_Directions:_
For each line in the records, produce an exact copy.

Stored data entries
= = =

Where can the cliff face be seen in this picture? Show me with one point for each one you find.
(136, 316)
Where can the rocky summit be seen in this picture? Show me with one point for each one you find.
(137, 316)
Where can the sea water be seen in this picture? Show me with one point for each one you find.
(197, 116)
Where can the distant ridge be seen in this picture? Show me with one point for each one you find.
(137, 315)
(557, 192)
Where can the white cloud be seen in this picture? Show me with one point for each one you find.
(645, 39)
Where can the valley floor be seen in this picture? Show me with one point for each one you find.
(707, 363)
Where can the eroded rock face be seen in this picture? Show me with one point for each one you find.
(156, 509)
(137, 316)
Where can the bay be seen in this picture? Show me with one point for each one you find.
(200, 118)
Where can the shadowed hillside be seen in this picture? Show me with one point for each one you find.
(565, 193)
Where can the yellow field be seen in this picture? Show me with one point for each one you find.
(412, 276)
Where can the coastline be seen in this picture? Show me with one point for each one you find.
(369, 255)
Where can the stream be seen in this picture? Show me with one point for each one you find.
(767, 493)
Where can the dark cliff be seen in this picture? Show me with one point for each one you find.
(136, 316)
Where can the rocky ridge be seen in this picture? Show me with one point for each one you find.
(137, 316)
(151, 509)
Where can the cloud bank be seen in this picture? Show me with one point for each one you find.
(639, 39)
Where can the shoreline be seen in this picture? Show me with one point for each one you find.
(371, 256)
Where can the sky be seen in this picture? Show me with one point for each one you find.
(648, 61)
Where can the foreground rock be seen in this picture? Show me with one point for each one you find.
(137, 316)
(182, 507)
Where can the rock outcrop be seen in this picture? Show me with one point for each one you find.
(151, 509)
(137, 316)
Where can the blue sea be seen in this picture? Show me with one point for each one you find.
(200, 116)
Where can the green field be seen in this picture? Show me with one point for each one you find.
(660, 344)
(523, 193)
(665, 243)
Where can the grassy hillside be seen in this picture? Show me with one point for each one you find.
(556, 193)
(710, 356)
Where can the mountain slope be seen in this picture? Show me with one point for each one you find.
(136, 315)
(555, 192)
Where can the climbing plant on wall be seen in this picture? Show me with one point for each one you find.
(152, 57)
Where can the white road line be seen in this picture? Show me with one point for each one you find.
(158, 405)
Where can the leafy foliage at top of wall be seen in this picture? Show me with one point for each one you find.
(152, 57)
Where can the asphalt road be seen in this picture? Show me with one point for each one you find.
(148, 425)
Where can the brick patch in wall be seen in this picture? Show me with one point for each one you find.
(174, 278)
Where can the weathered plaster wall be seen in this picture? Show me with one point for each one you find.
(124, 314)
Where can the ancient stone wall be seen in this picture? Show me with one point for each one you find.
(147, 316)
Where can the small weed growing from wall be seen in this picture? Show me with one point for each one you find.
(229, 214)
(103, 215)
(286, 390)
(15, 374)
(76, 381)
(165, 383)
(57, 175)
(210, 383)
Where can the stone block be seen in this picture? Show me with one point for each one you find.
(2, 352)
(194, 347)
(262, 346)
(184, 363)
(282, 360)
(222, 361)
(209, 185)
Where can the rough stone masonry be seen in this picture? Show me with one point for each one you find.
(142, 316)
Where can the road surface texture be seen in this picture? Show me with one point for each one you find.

= = =

_Expected output:_
Where can the cliff face be seen in this picture? Show me with one point for each one you find.
(136, 316)
Where can the rocky summit be seen in this picture? Show me with one point for each one you find.
(137, 316)
Where can the sea water be seen in this picture? Show me with one point for each one you find.
(197, 116)
Where can the distant ridge be seen in this picture? Show me with one point for each one you find.
(137, 315)
(557, 192)
Where can the white cloud be seen in this picture? Show me with one point for each one you find.
(645, 39)
Where can the valley floor be seen in this picture? Show me with one point for each one you find.
(707, 363)
Where can the eroded rock face be seen in this picture? Show me with one point for each one you find.
(156, 509)
(137, 316)
Where can the bay be seen in this picture? Show me with one point for each one you find.
(200, 118)
Where can the shadowed hillside be seen in this picture? Show me with one point for each one you find.
(565, 193)
Where can the yellow field be seen in this picture? Show me with one point for each one you find.
(412, 276)
Where can the coastline be seen in this picture? Show me with one point for each one you find.
(369, 255)
Where can the stream be seen in this picture? Show me with one point for each one you find.
(767, 493)
Where can the dark cliff be seen in this picture? Show me with one point for each one you find.
(136, 316)
Where can the rocky ridge be seen in this picture? Show me with one point for each one you find.
(137, 316)
(151, 509)
Where can the cloud bank be seen in this picture? Show me with one point for each one you find.
(639, 39)
Where can the shoreline be seen in this picture? Show me with one point for each one you find.
(371, 256)
Where can the sky be seen in this picture? Show me with one point for each one you find.
(648, 61)
Where can the foreground rock be seen in this picture? Show me with one point for each one you find.
(137, 316)
(182, 507)
Where can the rock outcrop be seen in this picture? Show me with one point for each one you find.
(151, 509)
(137, 316)
Where can the blue sea be seen in this picture? Show me with one point for each one you find.
(200, 116)
Where can the green field be seen in this picture? Show me with one point for each one you find.
(660, 344)
(523, 193)
(665, 243)
Where can the grassy hillside be seen in this picture? Show me with one point for each one you find.
(556, 193)
(710, 356)
Where can the mountain slope be seen in this picture? Show me with one point for each one you find.
(136, 315)
(555, 192)
Where can the climbing plant on wall be seen in this picture? Show me with one point for each one you find.
(152, 57)
Where can the white road line be seen in this picture? Show me with one point for each one you find.
(158, 405)
Where can the leafy foliage at top of wall be seen in this picture? Show me with one point for each one you find.
(152, 57)
Where can the asphalt road be seen in this picture? Show me with one point for each one you find.
(148, 425)
Where can the brick patch in wall be seen in this picture? Show me with one point for each one you find.
(174, 278)
Where can the weathered plaster wall be seen in this picture? Show me with one point for each one you find.
(124, 314)
Where can the ancient stone wall be seen in this picture? Show me with one point for each one you find.
(147, 316)
Where can the small weed growing from wall be seen in this picture? Show me with one point for each one you find.
(229, 214)
(103, 215)
(286, 390)
(15, 374)
(76, 381)
(165, 383)
(57, 175)
(210, 383)
Where can the stone block be seen in this picture? Show me with one point for each one you find.
(2, 352)
(194, 347)
(262, 346)
(184, 363)
(282, 360)
(222, 361)
(209, 185)
Where can the rough stone masonry be seen in this picture? Show me with one point for each one you find.
(142, 316)
Where can the road surface texture be seen in this picture? Show me with one point for each one you find.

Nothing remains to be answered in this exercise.